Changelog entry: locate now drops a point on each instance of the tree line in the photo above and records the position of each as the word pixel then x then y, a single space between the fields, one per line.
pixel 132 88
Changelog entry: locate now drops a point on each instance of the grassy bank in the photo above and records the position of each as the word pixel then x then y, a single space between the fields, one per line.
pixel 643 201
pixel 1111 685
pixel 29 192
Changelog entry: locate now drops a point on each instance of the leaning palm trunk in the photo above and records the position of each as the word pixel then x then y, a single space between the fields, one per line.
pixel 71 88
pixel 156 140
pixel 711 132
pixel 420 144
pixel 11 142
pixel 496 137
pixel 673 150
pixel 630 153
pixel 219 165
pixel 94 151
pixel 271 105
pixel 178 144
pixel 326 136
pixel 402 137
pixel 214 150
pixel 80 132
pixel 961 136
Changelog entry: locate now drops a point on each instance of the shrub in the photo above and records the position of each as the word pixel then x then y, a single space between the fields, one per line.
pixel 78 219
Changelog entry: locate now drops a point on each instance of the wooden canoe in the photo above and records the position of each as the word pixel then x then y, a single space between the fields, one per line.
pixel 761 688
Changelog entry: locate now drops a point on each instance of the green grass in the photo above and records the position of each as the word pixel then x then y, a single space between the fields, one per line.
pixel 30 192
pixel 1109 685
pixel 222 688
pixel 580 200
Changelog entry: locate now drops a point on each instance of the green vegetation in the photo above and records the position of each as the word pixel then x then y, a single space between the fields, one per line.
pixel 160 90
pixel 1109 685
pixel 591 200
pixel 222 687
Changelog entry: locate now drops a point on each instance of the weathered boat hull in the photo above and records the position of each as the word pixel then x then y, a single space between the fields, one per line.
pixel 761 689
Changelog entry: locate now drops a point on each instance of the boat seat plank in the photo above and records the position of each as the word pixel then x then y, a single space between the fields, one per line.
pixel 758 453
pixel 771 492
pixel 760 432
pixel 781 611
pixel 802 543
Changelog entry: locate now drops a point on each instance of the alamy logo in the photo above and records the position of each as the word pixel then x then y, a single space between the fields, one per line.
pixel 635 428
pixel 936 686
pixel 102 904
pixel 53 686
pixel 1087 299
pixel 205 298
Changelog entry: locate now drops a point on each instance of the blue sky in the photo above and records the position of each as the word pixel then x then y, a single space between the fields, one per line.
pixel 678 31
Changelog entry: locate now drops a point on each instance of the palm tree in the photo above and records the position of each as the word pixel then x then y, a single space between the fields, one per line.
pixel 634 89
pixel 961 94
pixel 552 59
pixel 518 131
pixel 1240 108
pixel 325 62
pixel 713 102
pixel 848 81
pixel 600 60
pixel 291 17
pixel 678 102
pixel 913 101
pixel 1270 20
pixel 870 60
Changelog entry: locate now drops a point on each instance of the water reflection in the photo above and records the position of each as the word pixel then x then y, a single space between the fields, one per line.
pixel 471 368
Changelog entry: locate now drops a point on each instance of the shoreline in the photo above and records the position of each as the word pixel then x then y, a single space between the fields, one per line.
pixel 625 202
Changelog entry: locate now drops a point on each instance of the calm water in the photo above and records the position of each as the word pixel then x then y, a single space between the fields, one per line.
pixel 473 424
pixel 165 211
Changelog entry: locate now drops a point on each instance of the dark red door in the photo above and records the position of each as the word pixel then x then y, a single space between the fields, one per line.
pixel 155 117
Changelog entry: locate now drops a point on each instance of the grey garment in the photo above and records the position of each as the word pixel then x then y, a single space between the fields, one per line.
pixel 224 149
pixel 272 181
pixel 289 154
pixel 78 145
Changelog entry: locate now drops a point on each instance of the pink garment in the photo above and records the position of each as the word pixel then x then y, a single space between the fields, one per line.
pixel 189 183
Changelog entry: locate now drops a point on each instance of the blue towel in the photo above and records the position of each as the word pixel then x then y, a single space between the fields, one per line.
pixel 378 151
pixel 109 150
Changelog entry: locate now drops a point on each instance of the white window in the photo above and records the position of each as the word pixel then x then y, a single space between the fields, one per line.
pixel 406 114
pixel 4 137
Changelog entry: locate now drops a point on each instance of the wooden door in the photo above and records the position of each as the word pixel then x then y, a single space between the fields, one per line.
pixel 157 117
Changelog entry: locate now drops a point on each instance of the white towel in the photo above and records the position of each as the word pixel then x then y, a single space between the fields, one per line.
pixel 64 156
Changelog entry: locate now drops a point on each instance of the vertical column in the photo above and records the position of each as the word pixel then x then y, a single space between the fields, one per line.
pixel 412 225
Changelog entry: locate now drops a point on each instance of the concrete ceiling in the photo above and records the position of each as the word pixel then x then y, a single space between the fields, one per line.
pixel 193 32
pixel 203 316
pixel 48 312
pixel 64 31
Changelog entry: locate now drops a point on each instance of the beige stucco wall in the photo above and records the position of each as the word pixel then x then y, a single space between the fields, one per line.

__PROBLEM DETAILS__:
Reproduce precisely the span of lines that begins at the line containing "of the pink" and ends with the last line of the listing.

__EXERCISE ANSWER__:
Changelog entry: locate now drops a point on each instance of the pink garment in the photo above and records the position of each as the word pixel then x then y, a single space between the fields, one per line.
pixel 189 183
Changelog entry: locate now drops a point on each instance of the blue towel in the photo above and records the position of each as the word pixel then x then y, a single space between the fields, one per line.
pixel 378 151
pixel 109 150
Changelog entry: locate now drops a point on each instance of the white window in the photo above and records the position of each as the word pixel then x then y, a single space between the fields, one per line.
pixel 406 114
pixel 4 137
Changelog entry: locate now drops a point on each instance of the wooden door in the photo above and records the position of each as the word pixel then x then y, a single space between the fields, one per line.
pixel 157 117
Changelog entry: locate now drops a point on each instance of the white towel in the photo above and records the position of each as the word pixel then x then y, a single space between the fields, one per line.
pixel 64 156
Changelog entry: locate now drops a point on each instance of the vertical column in the photo above and records the position of each as the word pixel then x then y, a single space between the fields, one per line.
pixel 412 225
Changelog entry: locate now drops a point on each instance of the concrete ceiling in the photo above and records the position of each as the word pixel then x then y, a single space between the fields, one per line.
pixel 193 32
pixel 203 316
pixel 48 312
pixel 64 31
Changelog entry: locate now drops a point on each instance of the beige stucco wall in the photo above and records the position of each as the word pixel then x then y, a single space between the fields, one per line.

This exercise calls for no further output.